Natural-language object grounding data

====================

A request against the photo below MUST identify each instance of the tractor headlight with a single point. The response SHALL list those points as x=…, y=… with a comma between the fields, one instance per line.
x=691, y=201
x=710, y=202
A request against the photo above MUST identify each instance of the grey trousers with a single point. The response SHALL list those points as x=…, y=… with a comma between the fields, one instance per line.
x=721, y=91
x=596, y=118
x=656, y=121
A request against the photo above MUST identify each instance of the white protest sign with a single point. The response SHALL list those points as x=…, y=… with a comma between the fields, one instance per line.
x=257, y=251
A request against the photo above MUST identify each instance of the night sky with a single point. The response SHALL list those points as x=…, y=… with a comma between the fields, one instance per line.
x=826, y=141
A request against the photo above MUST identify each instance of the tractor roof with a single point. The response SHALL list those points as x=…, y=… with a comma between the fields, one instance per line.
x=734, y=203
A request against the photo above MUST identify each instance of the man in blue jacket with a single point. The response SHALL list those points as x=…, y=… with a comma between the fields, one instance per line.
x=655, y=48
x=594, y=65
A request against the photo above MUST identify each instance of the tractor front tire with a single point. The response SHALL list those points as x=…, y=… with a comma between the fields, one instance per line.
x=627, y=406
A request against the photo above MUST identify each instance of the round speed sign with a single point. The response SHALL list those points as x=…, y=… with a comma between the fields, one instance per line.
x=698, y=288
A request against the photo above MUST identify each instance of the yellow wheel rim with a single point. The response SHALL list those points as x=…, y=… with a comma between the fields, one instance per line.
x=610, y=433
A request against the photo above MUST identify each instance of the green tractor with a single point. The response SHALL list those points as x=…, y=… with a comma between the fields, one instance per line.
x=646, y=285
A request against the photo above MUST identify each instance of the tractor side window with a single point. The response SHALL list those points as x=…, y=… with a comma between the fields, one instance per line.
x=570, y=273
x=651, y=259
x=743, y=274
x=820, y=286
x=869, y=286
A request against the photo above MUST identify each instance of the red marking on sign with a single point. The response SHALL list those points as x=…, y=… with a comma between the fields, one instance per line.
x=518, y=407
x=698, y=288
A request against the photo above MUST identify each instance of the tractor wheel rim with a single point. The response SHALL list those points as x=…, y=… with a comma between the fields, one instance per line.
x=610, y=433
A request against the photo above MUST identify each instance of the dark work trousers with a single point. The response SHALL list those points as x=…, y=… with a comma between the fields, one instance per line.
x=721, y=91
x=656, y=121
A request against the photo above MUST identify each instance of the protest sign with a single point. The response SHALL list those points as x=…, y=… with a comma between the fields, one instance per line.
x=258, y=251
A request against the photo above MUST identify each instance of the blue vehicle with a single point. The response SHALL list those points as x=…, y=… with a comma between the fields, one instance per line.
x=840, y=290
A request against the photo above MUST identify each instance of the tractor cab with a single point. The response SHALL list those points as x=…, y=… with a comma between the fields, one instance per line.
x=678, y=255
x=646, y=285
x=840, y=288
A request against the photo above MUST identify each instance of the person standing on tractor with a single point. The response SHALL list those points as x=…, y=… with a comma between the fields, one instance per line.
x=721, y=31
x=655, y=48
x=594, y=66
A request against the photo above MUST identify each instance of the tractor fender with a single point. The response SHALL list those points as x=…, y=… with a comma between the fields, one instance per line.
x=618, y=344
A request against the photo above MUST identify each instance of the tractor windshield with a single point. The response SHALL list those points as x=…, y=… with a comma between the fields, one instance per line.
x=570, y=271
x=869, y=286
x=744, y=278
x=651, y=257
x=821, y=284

====================

How to complete this task —
The entries above are to be retyped exactly.

Solution for this problem —
A request against the photo below MUST identify each instance of the tractor headlight with a single point. The response SHALL list those points as x=…, y=… with a comma between the fields, one instance per line.
x=691, y=201
x=710, y=202
A request against the photo above MUST identify each instance of the grey trousers with a single point. The response SHALL list those points as x=…, y=… with a comma between the fields, one instance per line.
x=721, y=91
x=596, y=118
x=656, y=121
A request against the photo above MUST identify each instance of the white protest sign with a single point. The response SHALL list those points as x=…, y=… with a comma between the fields, one instance per line.
x=257, y=251
A request against the photo above MUST identify each instance of the night sky with a single point. The response SHALL list those points as x=…, y=… with a comma between the fields, one instance per line.
x=826, y=141
A request against the photo above MUST identify each instance of the tractor roof with a single point. The response SHALL list those points as x=…, y=… with a comma between the fields, one instance per line.
x=734, y=203
A request against the photo above MUST identify each instance of the man in blue jacket with a single point. The response SHALL list those points as x=…, y=… with a comma between the fields, one instance per line.
x=655, y=48
x=594, y=65
A request against the photo above MUST identify each instance of the tractor front tire with a single point. The response SHALL list those points as x=…, y=… with a comma between the fields, one instance per line.
x=627, y=406
A request against the photo above MUST identify each instance of the round speed sign with a single point. The response SHALL list those points as x=…, y=… with a comma between the fields, one instance per line.
x=698, y=288
A request against the photo above MUST identify each instance of the yellow wheel rim with a single point. The response SHALL list those points as x=…, y=… with a comma between the fields, one instance per line.
x=610, y=433
A request against the photo above MUST identify each instance of the green tractor with a single point. The response SHALL list those points as x=…, y=… with a comma between the fields, one instance per line.
x=646, y=285
A request against the photo above MUST identify each instance of the tractor side window with a single point. The response SHALL list those points as x=…, y=… with a comma between the fields, one instance per line.
x=570, y=273
x=651, y=259
x=743, y=274
x=820, y=286
x=869, y=286
A request against the photo above MUST identify each instance of the red marking on sign with a single point. The response SHALL list those points as x=…, y=… with a comma between the fields, one instance per line.
x=518, y=407
x=698, y=288
A request against the photo above MUST identify each instance of the tractor wheel rim with a single point. The response SHALL list those points as x=…, y=… with a comma between the fields, one instance per line.
x=610, y=433
A request against the photo above MUST identify each instance of the dark work trousers with a single point. The response SHALL list those points as x=…, y=… with a comma between the fields, one instance per line.
x=721, y=91
x=656, y=121
A request against the photo above MUST identify each instance of the protest sign with a single point. The response SHALL list those points as x=…, y=… with a comma between the fields, one instance per line.
x=258, y=251
A request against the photo above MUST identify each instance of the blue vehicle with a single point. The response SHALL list those points as x=…, y=… with a comma between the fields, one instance per line.
x=840, y=290
A request against the photo above MUST identify each instance of the tractor cab with a single point. The response SHALL list those points as x=…, y=… with a comma between the fields, one instance per line.
x=678, y=255
x=646, y=285
x=840, y=288
A request against the photo above MUST identify each instance of the person standing on tractor with a single point. The response SHALL list those points as x=…, y=… with a comma between the fields, one instance per line.
x=721, y=31
x=655, y=48
x=594, y=66
A request against the photo above MUST identify each instance of the tractor fender with a single point. The response SHALL list those points as x=…, y=… with a comma between the fields, one instance per line.
x=618, y=344
A request against the photo above MUST identify each instance of the tractor windshield with a single point. The response SHALL list those points as x=…, y=… with a comma between the fields, one instance per line.
x=570, y=271
x=869, y=286
x=744, y=278
x=651, y=257
x=821, y=284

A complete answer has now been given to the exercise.